=== EXTRACTED INFORMATION ===

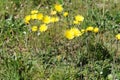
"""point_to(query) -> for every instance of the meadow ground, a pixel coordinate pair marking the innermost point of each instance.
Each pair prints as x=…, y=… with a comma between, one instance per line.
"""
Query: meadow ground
x=59, y=39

===

• PROBLEM: Which lines of the records above contain the word "instance"? Copy each of them.

• RESULT:
"""point_to(query) -> for every instance of the meadow ground, a pixel coordinate pair marking the innermost point of each instance.
Each pair prints as x=…, y=… with a comma between, one instance per line.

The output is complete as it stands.